***** Data records
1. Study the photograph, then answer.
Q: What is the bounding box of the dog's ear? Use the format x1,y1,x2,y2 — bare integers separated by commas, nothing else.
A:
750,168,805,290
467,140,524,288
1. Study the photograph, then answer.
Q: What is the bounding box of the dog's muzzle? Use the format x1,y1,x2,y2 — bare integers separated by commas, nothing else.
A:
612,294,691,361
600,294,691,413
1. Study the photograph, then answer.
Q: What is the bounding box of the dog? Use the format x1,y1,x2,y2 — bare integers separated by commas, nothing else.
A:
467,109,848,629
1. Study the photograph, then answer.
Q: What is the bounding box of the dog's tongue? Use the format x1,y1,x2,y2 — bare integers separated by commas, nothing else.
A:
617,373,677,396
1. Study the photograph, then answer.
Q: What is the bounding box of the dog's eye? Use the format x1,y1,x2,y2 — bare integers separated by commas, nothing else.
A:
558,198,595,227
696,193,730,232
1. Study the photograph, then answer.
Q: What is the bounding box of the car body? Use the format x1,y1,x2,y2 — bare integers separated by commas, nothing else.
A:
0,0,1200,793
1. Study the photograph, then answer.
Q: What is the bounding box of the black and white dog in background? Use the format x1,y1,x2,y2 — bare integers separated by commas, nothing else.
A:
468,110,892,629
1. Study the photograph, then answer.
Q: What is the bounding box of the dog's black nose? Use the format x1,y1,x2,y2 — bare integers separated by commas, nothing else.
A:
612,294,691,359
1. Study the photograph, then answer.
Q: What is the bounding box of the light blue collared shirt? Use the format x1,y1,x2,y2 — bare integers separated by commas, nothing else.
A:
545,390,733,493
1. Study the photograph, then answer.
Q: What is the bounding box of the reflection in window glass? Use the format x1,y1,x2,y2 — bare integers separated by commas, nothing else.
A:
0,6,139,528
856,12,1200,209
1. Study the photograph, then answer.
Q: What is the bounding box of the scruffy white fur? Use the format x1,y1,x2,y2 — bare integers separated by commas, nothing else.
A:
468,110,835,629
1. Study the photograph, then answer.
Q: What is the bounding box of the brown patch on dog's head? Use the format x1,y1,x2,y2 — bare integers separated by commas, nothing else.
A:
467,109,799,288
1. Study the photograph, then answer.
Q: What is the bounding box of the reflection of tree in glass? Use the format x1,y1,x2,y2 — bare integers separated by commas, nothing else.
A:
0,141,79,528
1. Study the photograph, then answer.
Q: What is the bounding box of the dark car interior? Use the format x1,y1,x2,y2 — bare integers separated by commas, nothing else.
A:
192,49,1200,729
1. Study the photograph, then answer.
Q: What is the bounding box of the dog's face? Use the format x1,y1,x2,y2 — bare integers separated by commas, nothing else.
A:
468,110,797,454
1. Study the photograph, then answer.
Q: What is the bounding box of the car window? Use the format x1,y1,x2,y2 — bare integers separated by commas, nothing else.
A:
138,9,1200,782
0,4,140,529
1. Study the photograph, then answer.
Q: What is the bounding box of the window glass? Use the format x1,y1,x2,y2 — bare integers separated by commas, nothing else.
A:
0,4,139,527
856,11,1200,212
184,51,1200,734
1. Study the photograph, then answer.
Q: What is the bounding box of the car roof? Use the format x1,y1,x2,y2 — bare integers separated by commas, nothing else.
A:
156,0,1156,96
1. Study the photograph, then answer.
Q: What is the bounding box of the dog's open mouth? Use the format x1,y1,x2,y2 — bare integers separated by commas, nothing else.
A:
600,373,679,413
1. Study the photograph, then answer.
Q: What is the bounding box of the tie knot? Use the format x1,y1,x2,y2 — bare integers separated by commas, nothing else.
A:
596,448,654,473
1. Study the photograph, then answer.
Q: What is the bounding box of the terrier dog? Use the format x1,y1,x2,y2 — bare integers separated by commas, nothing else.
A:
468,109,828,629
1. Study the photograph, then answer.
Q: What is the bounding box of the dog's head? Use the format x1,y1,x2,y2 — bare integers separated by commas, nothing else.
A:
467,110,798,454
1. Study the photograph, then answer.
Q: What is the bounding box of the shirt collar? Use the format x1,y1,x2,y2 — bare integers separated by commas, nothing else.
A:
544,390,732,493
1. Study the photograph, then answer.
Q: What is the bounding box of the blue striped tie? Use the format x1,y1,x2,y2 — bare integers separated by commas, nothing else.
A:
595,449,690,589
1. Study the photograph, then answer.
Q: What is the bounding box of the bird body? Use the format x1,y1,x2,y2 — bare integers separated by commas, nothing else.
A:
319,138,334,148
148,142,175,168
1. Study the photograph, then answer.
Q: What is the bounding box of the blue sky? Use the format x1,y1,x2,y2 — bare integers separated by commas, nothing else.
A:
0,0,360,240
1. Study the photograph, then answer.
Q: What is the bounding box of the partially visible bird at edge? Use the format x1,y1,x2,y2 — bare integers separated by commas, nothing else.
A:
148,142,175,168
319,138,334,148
**********
## [What the exercise asks]
Retype the items verbatim, covering the stretch from the first line of the items through the line containing "468,110,835,629", both ends included.

## [Task solution]
1. Study the photograph, then answer.
Q: What is the bounding box of the dog's ear? Use the format x1,y1,x2,y2 — bare integers separated by commas, nothing else.
A:
750,168,805,290
467,140,524,288
1. Study the photograph, then answer.
Q: What is the bounding box of the dog's muzzle? Use the format x1,y1,x2,y2 — bare integers separated by commas, nothing else.
A:
612,294,691,361
600,294,691,413
1. Study the photograph, then answer.
Q: What is the bounding box of the dog? Use the format x1,y1,x2,y2 — bare integers separated by commas, nothing else.
A:
467,109,848,629
1. Study the photograph, then answer.
Q: What is the bounding box of the dog's tongue? Use the format x1,y1,x2,y2 — bare integers separated by commas, nothing else.
A:
617,373,677,396
1. Study the photograph, then answer.
Q: What is the bounding box of the dog's eye? Use the format x1,y1,x2,y2 — bare integers separated by commas, nothing else.
A:
558,198,595,227
696,193,730,232
1. Study the photograph, then answer.
Q: What is the bounding box of the car body? Use the format x1,y1,x2,y2 — bare integers separated by commas, nothing else.
A:
0,0,1200,793
1. Study the photograph, then answer.
Q: What is the bounding box of the black and white dog in background? Use the format x1,y1,x2,y2 — bare integers separated by commas, nothing else.
A:
468,110,892,629
1. Study the photograph, then answer.
Q: What is the bounding box of the dog's black nose? Use the format x1,y1,x2,y2 — bare integers separated by commas, nothing else.
A:
612,294,691,359
1. Study the photograph, then answer.
Q: What is the bounding box of the light blue collared shirt? Use the format x1,y1,x2,y2 — bare integers separated by commas, nothing else.
A:
545,390,733,493
1. Study the photograph, then answer.
Q: What is the bounding box of the reflection in window glass? Use the format x1,y1,x2,y2 — bare integers separated by commas, nothing else.
A:
0,6,139,528
856,12,1200,209
1. Study the photograph, then answer.
Q: What is the bounding box of the scruffy white fur? Use the format x1,y1,x2,y2 — bare integers separated by commas, nothing else.
A:
468,110,835,629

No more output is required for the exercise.